--- BEGIN ARTICLE ---

Over $4 million will be given to 49 organizations and institutions that keep artists at the center of their work.
The Andy Warhol Foundation for the Visual Arts has announced its Spring 2024 grantees. 49 visual arts organizations and cultural institutions from 19 states across the US, the District of Columbia, and one museum in South Africa will receive over $4 million to cultivate, present and uphold the diverse creative practices of artists. This round of grants supports the full range of visual arts organizations, from grassroots community centered spaces to storied cultural institutions.
“Artists are at the center of all of our grantmaking efforts; we seek to uplift organizations and institutions that consistently amplify artists’ voices and facilitate artists’ visions,” says Joel Wachs, President, The Andy Warhol Foundation for the Visual Arts, “The voices of artists keep our cultural conversations dynamic and evolving; their unique perspectives resist the stagnation that comes with polarization and suggest new ways of moving into and through turbulent times.”
Grantees receiving program support include small to mid-sized organizations that enable artists to pave their own creative paths and bring their visions to fruition. Some bolster artists’ practices through exhibitions, residencies, public art commissions, publications, and public symposia, while others, such as W.A.G.E., advocate for the value of their labor, developing systems for their equitable compensation.
Several new grantees foster cultural exchange and community interaction as an integral part of their programs. Donkey Mill Art Center (Hölualoa, HI) is committed to uplifting voices of Native Hawaiian, BIPOC and LGBTQ+ artists through its programs and to providing opportunities for exchange with local artists and members of the community. Open Source Gallery (Brooklyn, NY) presents site-specific contemporary art programming within a residential neighborhood, creating a unique and unconventional environment for artists to introduce their ideas to the public. San Francisco’s /(Slash) was founded by artists to support the city’s many independent curators, artists and writers, and its programs reflect the cultural and creative diversity of the region.
Other first-time grantees create opportunities for artists with research-based practices to present work in the public sphere. Emerson Contemporary at Emerson College (Boston, MA) is planning an ambitious series of exhibitions and programs around monuments, memorials, and local histories that will connect artists with local organizations. Heart of Los Angeles (Los Angeles, CA), located in the newly renovated Lafayette Community Park Recreation Center, is organizing a three-part exhibition series of public works that celebrate the legacy of the park and surface forgotten stories of the communities it has served over the last 125 years. The newly launched Boston Public Art Triennial (Boston, MA) will commission immersive public projects from nationally prominent artists for its inaugural exhibition, Exchange, while also offering year-round professional development programs for early career artists experimenting with public art practices.
Technology, broadcast, performance, and new media are the focus of another group of grantees. The David Winton Bell Gallery at Brown University (Providence, RI) works with collaborative partners both on and off campus to commission artists interested in the relationships between performance, gender, race and technology. Artists working in experimental radio broadcasting and performance benefit from Montez Press Radio’s (New York, NY) partnerships with international creative communities to create programs that include interviews, conversations, oral histories, performances and new audio works.

--- END ARTICLE ---
--- BEGIN DATA PROVIDED ---

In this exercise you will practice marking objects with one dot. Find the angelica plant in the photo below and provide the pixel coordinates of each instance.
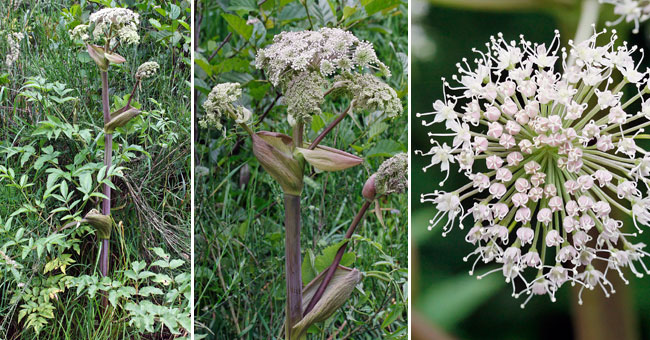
(111, 27)
(307, 67)
(548, 146)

--- END DATA PROVIDED ---

> _EXERCISE AIM_
In the grants article, what reason does Joel Wachs give for the foundation's focus on organizations that amplify artists' voices? Answer in one to three sentences.

> _SOLVED PROBLEM_
Joel Wachs says that the voices of artists keep cultural conversations dynamic and evolving. Their unique perspectives resist the stagnation that comes with polarization and suggest new ways of moving into and through turbulent times.